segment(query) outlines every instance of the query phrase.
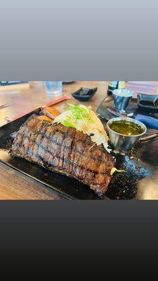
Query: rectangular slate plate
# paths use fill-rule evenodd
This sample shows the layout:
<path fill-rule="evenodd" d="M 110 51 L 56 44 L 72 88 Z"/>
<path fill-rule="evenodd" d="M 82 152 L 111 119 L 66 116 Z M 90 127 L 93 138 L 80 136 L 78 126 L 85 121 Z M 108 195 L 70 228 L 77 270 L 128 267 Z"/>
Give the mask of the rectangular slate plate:
<path fill-rule="evenodd" d="M 12 169 L 43 183 L 67 199 L 100 200 L 86 185 L 73 178 L 48 171 L 25 159 L 11 157 L 9 148 L 10 135 L 18 131 L 27 119 L 40 109 L 13 121 L 0 128 L 0 161 Z M 117 155 L 117 169 L 124 169 L 124 173 L 115 173 L 106 195 L 102 200 L 127 200 L 136 196 L 138 181 L 146 176 L 151 176 L 158 164 L 158 140 L 134 148 L 129 155 Z M 151 153 L 149 153 L 149 151 Z M 134 159 L 130 159 L 133 155 Z M 138 161 L 140 159 L 140 161 Z"/>

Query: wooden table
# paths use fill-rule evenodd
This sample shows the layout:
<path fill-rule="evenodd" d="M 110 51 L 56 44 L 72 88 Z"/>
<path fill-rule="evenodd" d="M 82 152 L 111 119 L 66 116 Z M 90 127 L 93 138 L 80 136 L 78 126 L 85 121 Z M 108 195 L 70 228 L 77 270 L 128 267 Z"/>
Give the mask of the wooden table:
<path fill-rule="evenodd" d="M 98 92 L 90 102 L 84 103 L 91 105 L 96 110 L 98 105 L 107 96 L 107 81 L 77 81 L 63 86 L 63 93 L 71 97 L 71 102 L 79 103 L 71 96 L 71 93 L 80 87 L 98 87 Z M 43 85 L 40 83 L 32 83 L 29 90 L 23 90 L 18 93 L 1 93 L 0 104 L 13 103 L 11 107 L 0 110 L 0 126 L 4 123 L 4 118 L 8 116 L 13 117 L 17 115 L 25 112 L 32 107 L 32 110 L 46 102 L 50 101 L 46 96 Z M 61 110 L 67 106 L 67 100 L 62 101 L 55 107 Z M 0 163 L 0 199 L 10 200 L 57 200 L 62 197 L 53 190 L 28 177 L 15 171 L 13 169 Z"/>
<path fill-rule="evenodd" d="M 157 92 L 158 81 L 139 81 L 139 83 L 144 85 L 149 84 L 153 85 L 154 90 L 152 91 L 155 93 Z M 64 85 L 63 94 L 71 97 L 69 100 L 74 103 L 79 103 L 72 98 L 71 93 L 78 90 L 81 86 L 88 88 L 98 87 L 97 93 L 90 102 L 84 103 L 86 105 L 91 105 L 93 110 L 96 111 L 99 104 L 107 96 L 107 81 L 76 81 Z M 25 90 L 14 94 L 0 93 L 0 105 L 10 102 L 13 103 L 11 107 L 0 110 L 0 126 L 4 124 L 4 118 L 6 116 L 14 117 L 18 115 L 27 112 L 30 107 L 34 110 L 36 107 L 48 101 L 50 101 L 50 98 L 48 98 L 43 85 L 37 81 L 31 83 L 29 90 Z M 62 111 L 67 106 L 67 100 L 62 101 L 55 106 Z M 1 163 L 0 163 L 0 199 L 55 200 L 61 198 L 53 190 L 15 171 Z"/>

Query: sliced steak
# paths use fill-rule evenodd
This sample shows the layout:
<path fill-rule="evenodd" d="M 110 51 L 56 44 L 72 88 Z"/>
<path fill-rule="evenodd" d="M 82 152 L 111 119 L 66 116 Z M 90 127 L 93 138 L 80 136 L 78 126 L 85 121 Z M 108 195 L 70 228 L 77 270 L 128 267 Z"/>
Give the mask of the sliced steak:
<path fill-rule="evenodd" d="M 107 191 L 114 166 L 112 157 L 103 145 L 97 145 L 74 128 L 40 120 L 36 115 L 15 135 L 11 155 L 72 176 L 98 196 Z"/>

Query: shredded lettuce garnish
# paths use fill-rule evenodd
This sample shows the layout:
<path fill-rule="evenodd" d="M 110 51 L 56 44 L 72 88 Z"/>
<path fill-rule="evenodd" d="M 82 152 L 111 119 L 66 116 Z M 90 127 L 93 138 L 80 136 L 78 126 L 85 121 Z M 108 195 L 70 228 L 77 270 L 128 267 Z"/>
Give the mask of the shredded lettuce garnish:
<path fill-rule="evenodd" d="M 67 105 L 69 107 L 66 110 L 72 113 L 72 117 L 76 122 L 84 118 L 88 118 L 90 122 L 93 122 L 90 115 L 93 112 L 90 107 L 82 105 L 76 105 L 71 103 L 67 103 Z"/>
<path fill-rule="evenodd" d="M 112 168 L 112 169 L 111 169 L 110 176 L 112 176 L 113 174 L 114 174 L 115 171 L 118 171 L 119 173 L 121 173 L 121 172 L 125 171 L 124 171 L 124 170 L 117 170 L 117 168 L 113 167 L 113 168 Z"/>
<path fill-rule="evenodd" d="M 91 123 L 93 122 L 92 118 L 92 114 L 93 112 L 91 110 L 91 107 L 87 107 L 86 105 L 75 105 L 73 103 L 67 103 L 69 107 L 65 108 L 64 111 L 67 112 L 67 115 L 65 116 L 65 119 L 62 118 L 58 119 L 58 122 L 61 122 L 65 126 L 70 126 L 72 128 L 76 128 L 77 122 L 79 120 L 82 120 L 83 122 L 86 124 L 86 121 L 85 118 L 88 119 L 88 122 Z"/>

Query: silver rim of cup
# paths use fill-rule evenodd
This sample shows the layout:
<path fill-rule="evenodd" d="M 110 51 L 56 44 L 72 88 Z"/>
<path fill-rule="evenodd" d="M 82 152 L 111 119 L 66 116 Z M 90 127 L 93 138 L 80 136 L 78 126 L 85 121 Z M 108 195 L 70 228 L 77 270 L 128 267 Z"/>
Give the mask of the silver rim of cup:
<path fill-rule="evenodd" d="M 129 121 L 129 122 L 134 123 L 134 124 L 138 124 L 138 125 L 140 125 L 140 127 L 144 131 L 143 131 L 143 132 L 142 133 L 140 133 L 139 135 L 130 135 L 130 136 L 129 136 L 129 135 L 124 135 L 123 133 L 118 133 L 116 131 L 112 130 L 110 127 L 110 124 L 111 123 L 112 123 L 114 121 L 120 121 L 120 120 L 126 120 L 126 121 Z M 147 127 L 143 123 L 140 122 L 140 121 L 136 120 L 134 119 L 131 119 L 131 118 L 129 118 L 129 117 L 115 117 L 115 118 L 112 118 L 107 122 L 107 129 L 108 129 L 109 131 L 112 131 L 114 133 L 117 133 L 117 135 L 126 136 L 126 138 L 131 138 L 131 137 L 133 137 L 133 136 L 136 136 L 136 137 L 139 136 L 140 137 L 140 136 L 144 135 L 147 131 Z"/>

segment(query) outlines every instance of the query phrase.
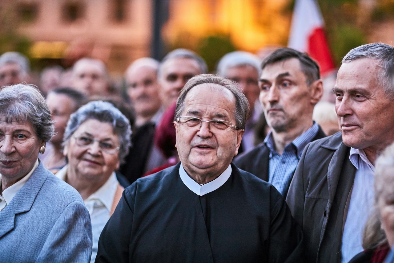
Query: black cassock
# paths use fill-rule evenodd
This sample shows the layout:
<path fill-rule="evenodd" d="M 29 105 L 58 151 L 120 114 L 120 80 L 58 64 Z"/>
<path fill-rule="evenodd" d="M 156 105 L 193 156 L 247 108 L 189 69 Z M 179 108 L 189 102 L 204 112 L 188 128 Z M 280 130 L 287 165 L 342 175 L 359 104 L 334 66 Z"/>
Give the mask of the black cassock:
<path fill-rule="evenodd" d="M 96 262 L 302 262 L 302 234 L 275 188 L 232 163 L 227 181 L 197 195 L 180 164 L 123 192 Z"/>

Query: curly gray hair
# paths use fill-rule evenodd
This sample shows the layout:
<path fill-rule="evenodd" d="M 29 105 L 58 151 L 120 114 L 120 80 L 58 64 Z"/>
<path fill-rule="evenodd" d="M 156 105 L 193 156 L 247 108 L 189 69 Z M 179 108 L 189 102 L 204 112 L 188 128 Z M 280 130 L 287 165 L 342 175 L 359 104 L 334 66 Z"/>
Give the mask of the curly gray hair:
<path fill-rule="evenodd" d="M 50 111 L 37 87 L 30 84 L 6 86 L 0 90 L 0 115 L 6 122 L 28 121 L 44 141 L 55 132 Z"/>
<path fill-rule="evenodd" d="M 64 132 L 63 145 L 81 124 L 91 119 L 108 123 L 112 126 L 114 133 L 119 137 L 119 160 L 121 163 L 123 163 L 131 145 L 130 122 L 119 109 L 109 102 L 100 100 L 90 101 L 72 114 Z"/>

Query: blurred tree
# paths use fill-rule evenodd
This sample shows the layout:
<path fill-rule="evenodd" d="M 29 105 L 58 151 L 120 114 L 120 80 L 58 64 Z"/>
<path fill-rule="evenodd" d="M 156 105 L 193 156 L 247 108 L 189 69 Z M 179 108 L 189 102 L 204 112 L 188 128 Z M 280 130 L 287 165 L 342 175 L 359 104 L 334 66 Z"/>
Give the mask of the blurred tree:
<path fill-rule="evenodd" d="M 221 58 L 229 52 L 235 51 L 235 47 L 230 36 L 224 35 L 208 36 L 202 39 L 197 52 L 205 60 L 210 72 L 216 72 Z"/>

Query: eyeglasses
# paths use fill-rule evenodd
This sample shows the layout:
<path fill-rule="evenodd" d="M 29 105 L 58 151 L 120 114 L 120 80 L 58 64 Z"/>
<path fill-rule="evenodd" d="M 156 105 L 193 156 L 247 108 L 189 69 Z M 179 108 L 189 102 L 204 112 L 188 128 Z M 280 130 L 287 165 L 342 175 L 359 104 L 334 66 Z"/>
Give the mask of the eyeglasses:
<path fill-rule="evenodd" d="M 110 141 L 100 141 L 98 139 L 93 139 L 85 136 L 76 137 L 73 134 L 71 136 L 75 139 L 75 142 L 78 146 L 86 147 L 93 144 L 95 141 L 98 143 L 98 147 L 103 151 L 110 154 L 114 154 L 119 150 L 120 148 L 119 146 L 116 147 L 113 145 Z"/>
<path fill-rule="evenodd" d="M 236 125 L 233 125 L 230 122 L 221 120 L 203 120 L 199 118 L 182 116 L 177 119 L 177 122 L 179 123 L 184 123 L 188 127 L 198 127 L 199 129 L 201 128 L 203 122 L 208 122 L 208 128 L 210 129 L 213 128 L 217 130 L 223 130 L 234 128 L 236 130 L 238 130 Z"/>

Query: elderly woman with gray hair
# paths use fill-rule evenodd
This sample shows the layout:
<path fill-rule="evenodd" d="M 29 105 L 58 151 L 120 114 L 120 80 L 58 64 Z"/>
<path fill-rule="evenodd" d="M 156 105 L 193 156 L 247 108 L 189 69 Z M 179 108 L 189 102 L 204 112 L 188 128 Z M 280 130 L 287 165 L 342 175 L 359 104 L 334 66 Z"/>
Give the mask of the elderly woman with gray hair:
<path fill-rule="evenodd" d="M 90 218 L 81 196 L 38 159 L 53 135 L 36 87 L 0 90 L 0 261 L 86 262 Z"/>
<path fill-rule="evenodd" d="M 56 176 L 76 189 L 90 214 L 92 262 L 101 231 L 124 189 L 115 171 L 127 154 L 131 134 L 127 118 L 112 104 L 101 101 L 81 107 L 67 124 L 63 153 L 68 163 Z"/>

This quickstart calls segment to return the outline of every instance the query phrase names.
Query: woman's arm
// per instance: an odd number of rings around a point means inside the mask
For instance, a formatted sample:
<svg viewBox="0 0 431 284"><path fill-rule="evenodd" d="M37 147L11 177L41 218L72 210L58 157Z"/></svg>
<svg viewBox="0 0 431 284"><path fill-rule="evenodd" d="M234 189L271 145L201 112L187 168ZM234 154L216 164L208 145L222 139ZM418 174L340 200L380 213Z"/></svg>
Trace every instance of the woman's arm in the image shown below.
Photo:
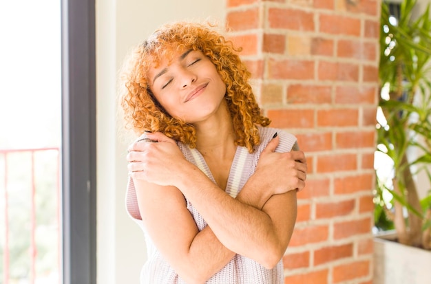
<svg viewBox="0 0 431 284"><path fill-rule="evenodd" d="M277 141L272 142L273 149L276 147L277 142ZM286 173L300 172L298 170L290 169L282 175L283 177L278 177L276 182L269 184L268 174L276 173L275 171L280 168L274 162L277 160L283 160L279 155L280 153L273 153L273 149L271 149L271 145L269 144L268 151L262 153L256 173L244 186L236 200L217 187L194 166L190 167L191 164L187 162L189 164L187 166L185 164L184 166L178 166L180 163L174 162L175 159L172 157L169 158L170 164L176 164L177 173L182 172L183 171L180 170L187 167L189 170L196 171L196 173L186 174L187 176L189 175L188 179L191 184L185 184L184 186L189 186L191 191L196 192L199 190L200 187L209 186L208 190L204 190L204 196L208 198L209 202L205 206L205 202L197 200L198 203L202 203L202 206L204 207L203 210L198 209L200 212L208 211L205 214L209 215L210 219L211 215L218 219L216 212L219 210L227 210L226 213L220 215L218 223L220 223L222 227L229 227L230 229L222 228L219 232L220 237L223 239L223 236L230 235L227 238L229 241L227 243L228 245L231 246L233 250L255 259L269 267L273 265L273 262L275 261L274 265L278 262L284 252L291 235L296 214L295 202L293 202L295 201L294 194L277 195L271 199L269 197L273 193L302 188L304 182L292 182L300 179L297 177L295 177L295 175L297 175L296 173L288 178L284 178ZM139 154L151 155L149 152L147 153L144 151ZM295 160L302 159L301 155L297 155L295 157ZM138 158L132 157L132 155L129 159L132 161L139 160ZM149 164L154 162L151 162L151 159L149 159L148 157L144 160L147 166L150 166ZM152 166L154 166L151 167L152 169L157 168L155 164ZM180 191L174 187L158 186L147 182L145 179L141 179L143 174L145 174L143 172L136 168L134 171L133 168L131 170L135 173L133 174L135 175L134 181L137 190L141 215L144 217L144 223L156 245L182 278L189 282L205 281L230 261L235 253L227 249L216 237L211 230L211 223L209 223L209 226L198 232L194 220L185 207L185 201ZM158 175L162 172L163 171L159 171ZM150 174L149 172L146 173ZM171 174L170 176L174 175L174 173ZM178 177L182 176L183 174L178 175L174 179L178 179ZM302 178L304 179L304 177ZM167 182L167 179L169 179L165 176L161 179ZM197 185L200 186L196 186ZM287 186L291 186L291 188ZM219 201L214 199L218 198L218 197L221 198ZM226 201L230 204L227 207L224 206ZM192 203L196 207L196 203L193 201ZM205 207L207 210L204 209ZM280 208L286 208L288 210L280 210L278 209ZM260 209L262 209L262 211ZM257 217L255 217L255 215ZM206 220L208 219L203 214L202 216ZM233 220L226 222L232 218L238 219L238 221ZM254 219L254 221L250 222L248 219L251 218ZM271 218L275 221L272 221ZM262 221L266 223L265 226L262 227L256 226ZM214 225L220 226L216 222L214 222ZM267 233L266 232L267 230L271 232ZM264 232L260 232L261 230ZM262 234L262 232L264 234ZM268 238L269 236L271 236L269 238L271 239ZM251 239L254 241L251 241ZM238 245L237 243L240 243L241 245ZM269 245L271 243L277 243L277 245ZM259 248L255 248L256 245ZM268 253L269 252L272 252Z"/></svg>

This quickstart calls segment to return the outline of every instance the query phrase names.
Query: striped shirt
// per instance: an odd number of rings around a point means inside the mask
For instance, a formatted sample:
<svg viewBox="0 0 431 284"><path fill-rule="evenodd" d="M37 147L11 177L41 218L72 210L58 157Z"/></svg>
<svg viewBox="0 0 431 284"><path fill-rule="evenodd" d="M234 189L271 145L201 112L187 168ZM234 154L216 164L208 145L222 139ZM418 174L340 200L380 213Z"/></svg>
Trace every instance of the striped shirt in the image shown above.
<svg viewBox="0 0 431 284"><path fill-rule="evenodd" d="M237 147L226 188L227 193L233 198L236 197L247 179L254 173L260 153L276 132L280 137L280 143L275 149L276 152L288 152L297 149L296 138L290 133L280 129L260 127L259 127L259 131L261 143L256 147L254 153L249 153L245 147ZM189 162L198 166L216 183L204 157L198 150L190 149L181 143L178 143L178 147ZM187 209L193 215L198 228L200 231L202 230L207 226L207 222L188 199L187 199ZM126 207L127 212L139 224L145 236L147 259L141 271L140 283L185 283L165 260L147 233L141 221L142 218L132 178L129 178L127 184ZM282 284L283 283L282 260L280 259L274 268L268 270L255 261L240 254L236 254L224 267L207 281L208 284Z"/></svg>

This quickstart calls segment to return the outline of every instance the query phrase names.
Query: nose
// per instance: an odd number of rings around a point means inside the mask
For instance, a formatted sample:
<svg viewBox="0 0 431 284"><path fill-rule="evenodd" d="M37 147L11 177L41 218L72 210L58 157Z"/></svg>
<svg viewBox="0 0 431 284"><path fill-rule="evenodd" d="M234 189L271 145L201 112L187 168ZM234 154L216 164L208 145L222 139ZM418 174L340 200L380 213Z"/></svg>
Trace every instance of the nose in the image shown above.
<svg viewBox="0 0 431 284"><path fill-rule="evenodd" d="M187 68L183 68L181 71L181 74L180 74L181 78L181 87L182 89L187 88L188 86L193 84L197 79L197 75L187 69Z"/></svg>

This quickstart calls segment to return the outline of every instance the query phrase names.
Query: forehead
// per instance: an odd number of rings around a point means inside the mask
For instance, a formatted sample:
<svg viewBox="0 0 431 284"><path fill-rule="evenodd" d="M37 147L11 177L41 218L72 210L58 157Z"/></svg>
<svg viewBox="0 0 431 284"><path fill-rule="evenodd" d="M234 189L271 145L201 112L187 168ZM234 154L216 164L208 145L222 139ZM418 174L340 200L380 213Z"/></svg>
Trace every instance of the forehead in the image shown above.
<svg viewBox="0 0 431 284"><path fill-rule="evenodd" d="M149 65L147 75L148 81L150 85L154 83L154 79L156 76L158 76L167 71L169 66L172 64L173 62L176 61L181 61L187 57L187 56L194 50L191 48L187 48L185 47L178 48L171 48L169 50L165 50L163 52L160 54L154 54L151 56L151 63Z"/></svg>

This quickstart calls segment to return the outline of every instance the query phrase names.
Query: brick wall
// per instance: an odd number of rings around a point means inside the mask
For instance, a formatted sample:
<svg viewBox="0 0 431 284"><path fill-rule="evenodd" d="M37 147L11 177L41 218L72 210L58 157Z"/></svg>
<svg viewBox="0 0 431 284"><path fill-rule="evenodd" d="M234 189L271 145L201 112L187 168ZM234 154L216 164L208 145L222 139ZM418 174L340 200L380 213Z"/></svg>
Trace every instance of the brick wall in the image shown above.
<svg viewBox="0 0 431 284"><path fill-rule="evenodd" d="M381 0L227 0L230 36L272 127L308 164L284 260L289 284L372 281Z"/></svg>

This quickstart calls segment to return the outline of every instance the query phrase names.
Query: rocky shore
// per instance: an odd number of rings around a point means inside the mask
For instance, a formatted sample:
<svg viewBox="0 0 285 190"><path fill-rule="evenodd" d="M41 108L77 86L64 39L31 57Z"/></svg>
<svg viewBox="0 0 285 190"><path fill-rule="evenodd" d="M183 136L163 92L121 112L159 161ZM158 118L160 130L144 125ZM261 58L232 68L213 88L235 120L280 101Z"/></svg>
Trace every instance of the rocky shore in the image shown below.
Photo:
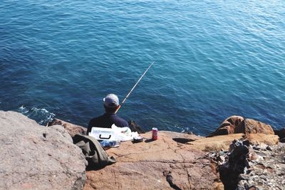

^^^^^^^^^^^^^^^^

■ Exercise objective ■
Please turn the listing lines, starting with the line that contains "Query: elderly woman with gray hair" and going on through the line that contains "56 176 L 76", into a numbered list with blank lines left out.

■ Response to this task ■
1. Query: elderly woman with gray hair
2. # paths use fill-rule evenodd
3. This sample shows the layout:
4. <path fill-rule="evenodd" d="M 29 105 L 58 151 L 120 114 L 120 80 L 58 64 Z"/>
5. <path fill-rule="evenodd" d="M 156 105 L 193 156 L 247 108 L 189 69 Z M 179 108 L 189 102 L 204 112 L 188 128 Z M 280 130 L 287 165 L 342 175 L 359 104 L 334 66 Z"/>
6. Give the mask of the elderly woman with gray hair:
7. <path fill-rule="evenodd" d="M 90 218 L 81 196 L 38 159 L 53 135 L 36 87 L 0 90 L 0 261 L 86 262 Z"/>
8. <path fill-rule="evenodd" d="M 56 176 L 76 189 L 90 214 L 92 262 L 101 231 L 124 189 L 115 171 L 127 154 L 131 134 L 127 118 L 112 104 L 101 101 L 81 107 L 67 124 L 63 153 L 68 163 Z"/>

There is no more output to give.